**DIRECTIONS FOR THIS TASK:** Unless it is a picture, every line from the start of the entries through the line with "white foam, a" must be retyped exactly.

(PROVIDED DATA begins)

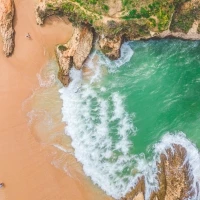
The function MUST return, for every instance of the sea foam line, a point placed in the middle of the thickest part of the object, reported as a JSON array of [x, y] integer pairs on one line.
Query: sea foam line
[[88, 116]]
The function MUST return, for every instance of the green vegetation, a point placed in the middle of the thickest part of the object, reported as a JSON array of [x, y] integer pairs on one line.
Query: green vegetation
[[137, 17], [198, 30], [183, 20], [162, 10]]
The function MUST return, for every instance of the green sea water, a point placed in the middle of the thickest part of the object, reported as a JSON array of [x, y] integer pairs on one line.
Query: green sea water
[[161, 85], [116, 118]]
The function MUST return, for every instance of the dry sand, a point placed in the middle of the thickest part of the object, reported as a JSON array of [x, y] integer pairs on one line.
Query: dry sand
[[25, 163]]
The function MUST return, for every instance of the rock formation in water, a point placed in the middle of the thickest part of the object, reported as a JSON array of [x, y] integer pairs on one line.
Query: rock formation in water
[[74, 52], [114, 20], [6, 25], [117, 20], [175, 181]]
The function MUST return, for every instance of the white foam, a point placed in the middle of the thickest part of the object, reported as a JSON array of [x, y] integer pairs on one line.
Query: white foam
[[192, 156], [88, 115]]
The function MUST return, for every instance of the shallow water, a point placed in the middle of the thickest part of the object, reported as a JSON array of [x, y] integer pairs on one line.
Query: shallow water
[[124, 113]]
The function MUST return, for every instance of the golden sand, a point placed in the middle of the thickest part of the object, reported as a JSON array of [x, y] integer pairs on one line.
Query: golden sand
[[30, 166]]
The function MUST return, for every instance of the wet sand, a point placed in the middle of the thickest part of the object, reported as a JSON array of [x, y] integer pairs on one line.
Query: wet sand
[[26, 163]]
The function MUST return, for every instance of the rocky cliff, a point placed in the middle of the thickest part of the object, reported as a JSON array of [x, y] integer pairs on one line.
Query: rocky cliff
[[74, 52], [6, 25], [173, 178], [115, 21], [118, 20]]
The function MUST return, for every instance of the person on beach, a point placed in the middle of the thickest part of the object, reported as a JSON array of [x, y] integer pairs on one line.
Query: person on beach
[[28, 36], [1, 185]]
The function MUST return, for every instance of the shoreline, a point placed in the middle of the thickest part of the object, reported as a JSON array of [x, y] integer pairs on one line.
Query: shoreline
[[25, 163]]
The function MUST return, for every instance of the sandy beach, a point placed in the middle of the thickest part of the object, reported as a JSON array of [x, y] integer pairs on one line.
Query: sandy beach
[[25, 163]]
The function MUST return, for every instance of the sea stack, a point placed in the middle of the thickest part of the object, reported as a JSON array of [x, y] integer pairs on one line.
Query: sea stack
[[6, 25]]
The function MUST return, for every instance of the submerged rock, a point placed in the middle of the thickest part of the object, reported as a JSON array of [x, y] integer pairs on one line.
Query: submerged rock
[[74, 52], [110, 46], [6, 25], [175, 181]]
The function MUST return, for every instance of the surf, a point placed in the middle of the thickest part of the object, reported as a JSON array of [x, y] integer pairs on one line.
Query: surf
[[103, 111]]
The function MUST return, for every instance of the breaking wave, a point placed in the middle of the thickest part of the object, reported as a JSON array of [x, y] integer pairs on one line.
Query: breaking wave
[[101, 127]]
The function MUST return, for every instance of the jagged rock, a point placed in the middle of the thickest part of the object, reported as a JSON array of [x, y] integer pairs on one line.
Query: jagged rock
[[111, 46], [74, 52], [6, 25], [137, 192], [173, 178]]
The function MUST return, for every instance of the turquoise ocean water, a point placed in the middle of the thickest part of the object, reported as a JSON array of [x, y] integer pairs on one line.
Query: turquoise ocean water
[[126, 112]]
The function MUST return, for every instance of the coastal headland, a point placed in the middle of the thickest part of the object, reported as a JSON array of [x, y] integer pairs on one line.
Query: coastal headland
[[109, 24]]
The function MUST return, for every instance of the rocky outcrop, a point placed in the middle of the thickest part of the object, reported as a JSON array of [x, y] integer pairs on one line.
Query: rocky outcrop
[[74, 52], [6, 25], [173, 178], [117, 20]]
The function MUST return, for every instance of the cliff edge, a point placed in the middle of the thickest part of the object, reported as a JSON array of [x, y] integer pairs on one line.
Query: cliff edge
[[174, 179], [117, 20], [6, 25]]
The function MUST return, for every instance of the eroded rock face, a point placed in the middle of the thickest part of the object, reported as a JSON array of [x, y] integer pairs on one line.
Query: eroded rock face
[[6, 25], [74, 52], [173, 178], [111, 46]]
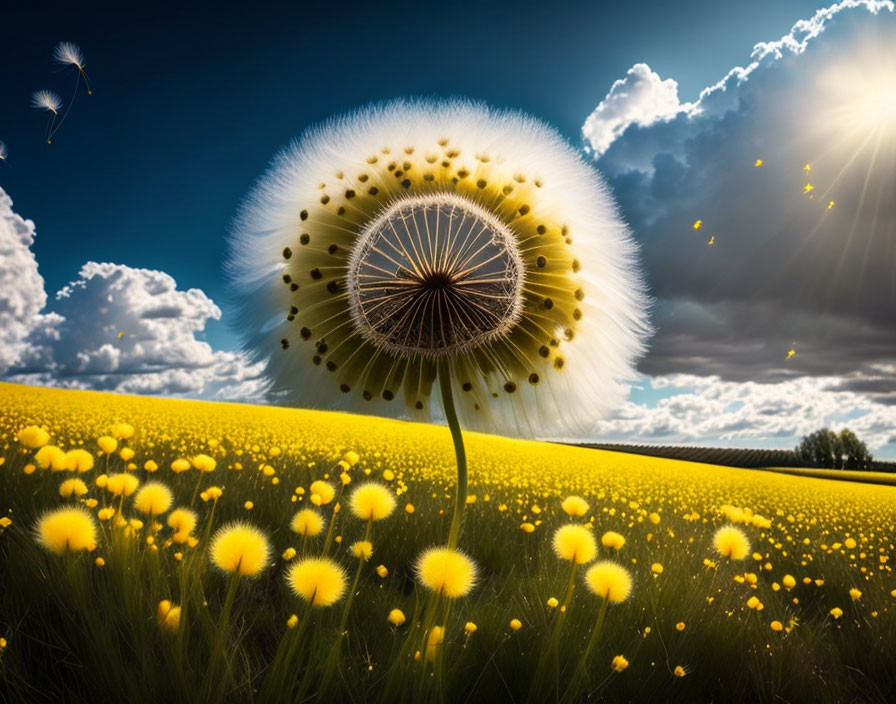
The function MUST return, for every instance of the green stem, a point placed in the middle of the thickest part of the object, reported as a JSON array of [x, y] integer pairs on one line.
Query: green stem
[[460, 500]]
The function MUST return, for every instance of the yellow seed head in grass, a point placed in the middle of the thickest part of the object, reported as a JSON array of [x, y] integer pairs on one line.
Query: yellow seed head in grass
[[180, 465], [240, 547], [619, 663], [67, 529], [318, 580], [447, 572], [182, 520], [50, 457], [610, 581], [153, 499], [107, 444], [324, 490], [575, 544], [78, 460], [72, 487], [204, 463], [122, 484], [122, 431], [33, 437], [575, 506], [362, 549], [396, 617], [611, 539], [168, 616], [372, 502], [307, 522], [731, 542]]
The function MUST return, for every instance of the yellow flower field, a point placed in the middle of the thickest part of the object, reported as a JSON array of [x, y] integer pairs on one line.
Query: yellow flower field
[[185, 551]]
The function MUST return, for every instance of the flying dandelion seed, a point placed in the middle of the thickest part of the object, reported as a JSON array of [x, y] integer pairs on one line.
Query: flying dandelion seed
[[425, 254], [69, 54], [48, 100]]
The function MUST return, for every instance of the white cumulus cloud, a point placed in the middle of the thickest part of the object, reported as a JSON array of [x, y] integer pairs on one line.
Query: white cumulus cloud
[[641, 98], [22, 293], [114, 328]]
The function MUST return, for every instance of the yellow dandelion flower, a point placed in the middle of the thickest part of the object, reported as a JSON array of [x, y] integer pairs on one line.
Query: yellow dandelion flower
[[33, 437], [619, 663], [50, 457], [433, 641], [153, 499], [67, 529], [612, 539], [307, 522], [180, 465], [122, 484], [447, 572], [317, 580], [362, 549], [107, 444], [204, 463], [72, 487], [575, 506], [240, 547], [168, 616], [78, 460], [372, 502], [575, 544], [731, 542], [182, 520], [610, 581]]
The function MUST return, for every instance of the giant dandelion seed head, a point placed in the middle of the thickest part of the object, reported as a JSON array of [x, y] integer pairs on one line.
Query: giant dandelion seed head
[[46, 100], [405, 238], [69, 53]]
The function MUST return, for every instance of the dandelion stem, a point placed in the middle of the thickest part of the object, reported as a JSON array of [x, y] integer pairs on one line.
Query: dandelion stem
[[460, 453]]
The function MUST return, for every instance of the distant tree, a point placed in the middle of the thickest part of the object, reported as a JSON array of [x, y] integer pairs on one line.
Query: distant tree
[[855, 452], [825, 448]]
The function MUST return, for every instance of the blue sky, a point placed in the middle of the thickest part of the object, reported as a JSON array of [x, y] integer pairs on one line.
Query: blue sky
[[190, 104]]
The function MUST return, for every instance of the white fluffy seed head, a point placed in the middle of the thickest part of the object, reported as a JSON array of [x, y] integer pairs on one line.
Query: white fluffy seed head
[[46, 100], [69, 53], [419, 233]]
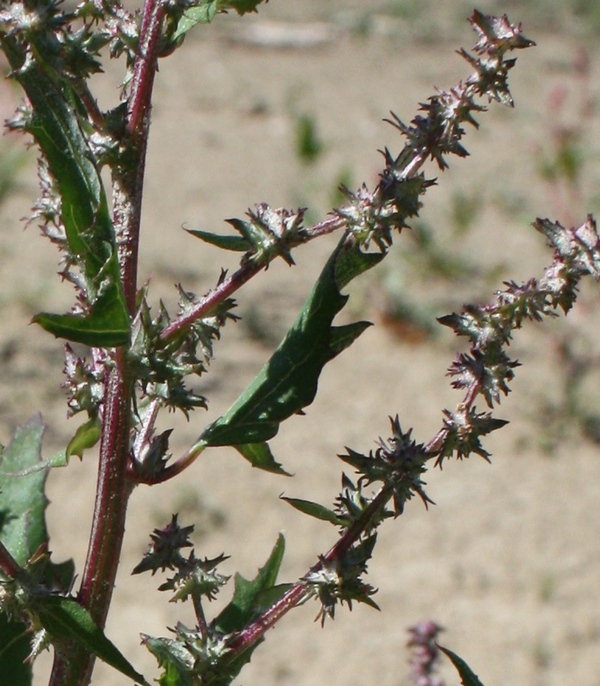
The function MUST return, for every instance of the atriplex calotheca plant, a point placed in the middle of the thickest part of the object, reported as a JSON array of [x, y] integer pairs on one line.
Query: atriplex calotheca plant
[[139, 361]]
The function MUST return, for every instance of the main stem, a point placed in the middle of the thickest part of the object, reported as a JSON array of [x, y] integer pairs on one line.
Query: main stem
[[73, 665]]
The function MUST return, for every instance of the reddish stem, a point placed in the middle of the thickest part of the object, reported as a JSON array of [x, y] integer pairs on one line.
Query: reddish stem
[[8, 564], [300, 591], [73, 664]]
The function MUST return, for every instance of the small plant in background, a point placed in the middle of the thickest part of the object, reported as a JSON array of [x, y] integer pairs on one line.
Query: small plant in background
[[141, 357]]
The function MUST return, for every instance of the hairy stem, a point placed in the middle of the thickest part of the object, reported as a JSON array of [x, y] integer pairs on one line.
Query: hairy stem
[[301, 591], [73, 665], [8, 564]]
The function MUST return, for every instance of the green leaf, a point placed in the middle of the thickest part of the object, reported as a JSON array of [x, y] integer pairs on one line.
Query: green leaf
[[56, 127], [173, 659], [23, 531], [86, 436], [14, 650], [467, 676], [106, 326], [22, 498], [288, 382], [260, 455], [235, 243], [243, 6], [245, 605], [196, 15], [314, 510], [65, 620]]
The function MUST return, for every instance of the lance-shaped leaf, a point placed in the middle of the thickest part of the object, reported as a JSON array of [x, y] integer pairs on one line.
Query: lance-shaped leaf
[[246, 602], [55, 125], [65, 620], [467, 676], [204, 12], [23, 532], [288, 382], [314, 510]]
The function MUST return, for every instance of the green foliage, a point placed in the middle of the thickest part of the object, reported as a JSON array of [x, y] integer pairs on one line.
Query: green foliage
[[66, 621], [288, 382], [139, 363], [55, 124], [467, 676], [309, 145], [203, 657]]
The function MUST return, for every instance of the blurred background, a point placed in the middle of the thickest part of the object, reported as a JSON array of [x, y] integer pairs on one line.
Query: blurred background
[[283, 107]]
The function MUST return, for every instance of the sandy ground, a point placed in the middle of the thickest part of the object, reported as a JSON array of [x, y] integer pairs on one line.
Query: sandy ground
[[508, 558]]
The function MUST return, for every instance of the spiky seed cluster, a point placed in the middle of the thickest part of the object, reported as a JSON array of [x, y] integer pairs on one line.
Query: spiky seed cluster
[[424, 653], [398, 463], [85, 382], [194, 578], [338, 581], [435, 134], [197, 654], [351, 504], [165, 548], [160, 366], [270, 233], [487, 369]]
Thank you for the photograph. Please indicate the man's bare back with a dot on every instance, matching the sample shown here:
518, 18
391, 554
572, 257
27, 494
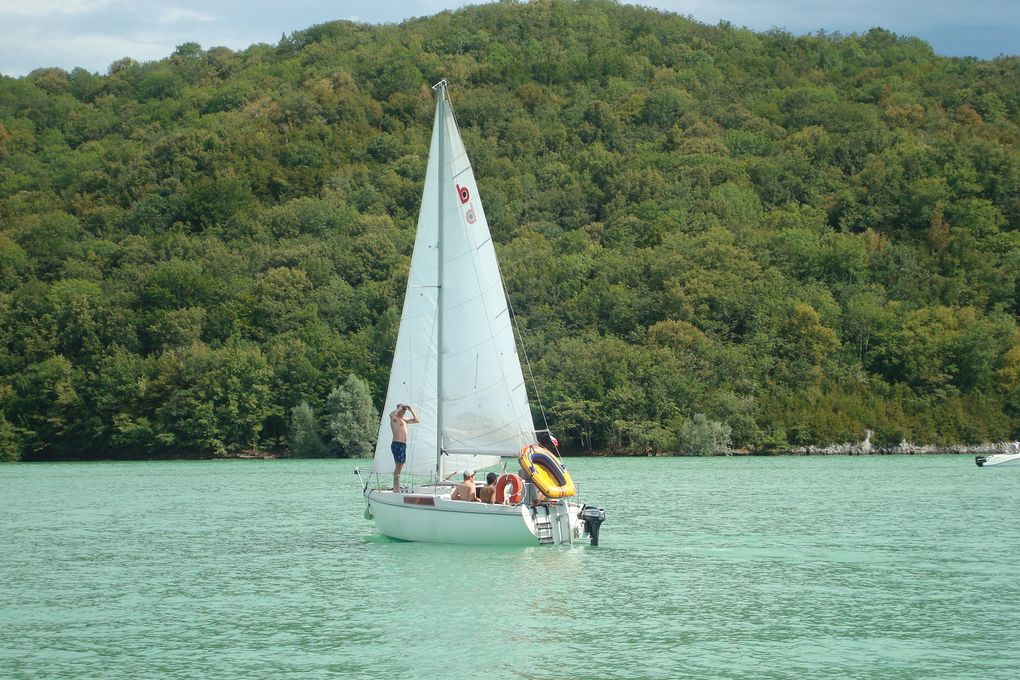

(PROVIDED DATA ends)

**ANSWER FOR THE TASK:**
The function MUST return, for every instance of the sea foam line, a point placed in the middle of the thickest part of the object, reported as a JSON array of [x, y] integer pairs on one line.
Query: sea foam line
[[88, 116]]
The function MUST return, for every instance of the green vegetation, a point placed in the middle of the thickest part of the object, reported as a JSON array of [x, y] integer pairs on one line.
Query: green vegetation
[[137, 17], [198, 30], [183, 20], [162, 10]]
The function MUST return, for every instance of the green sea water, a point placed in the middle of the thickest part of the object, reported as a JSON array of [x, y] integer pairs on one line.
Query: green sea water
[[161, 85], [116, 118]]
The function MUST return, for every instance of the dry sand, a point placed in the middle of the thickest part of the object, reported as a JSON array of [x, y] integer pairs on one line.
Query: dry sand
[[25, 163]]
The function MUST return, for every instance of the rock formation in water, a point placed in the middle of the thickest part of the object, reported as a JSON array of [x, y] integer pairs on one line.
Query: rock formation in water
[[74, 52], [114, 20], [6, 25], [117, 20], [175, 181]]
The function MUST return, for every instance of the white foam, a point placed in the middle of the thickest part of the object, reported as a JSON array of [x, y] integer pairs on one line.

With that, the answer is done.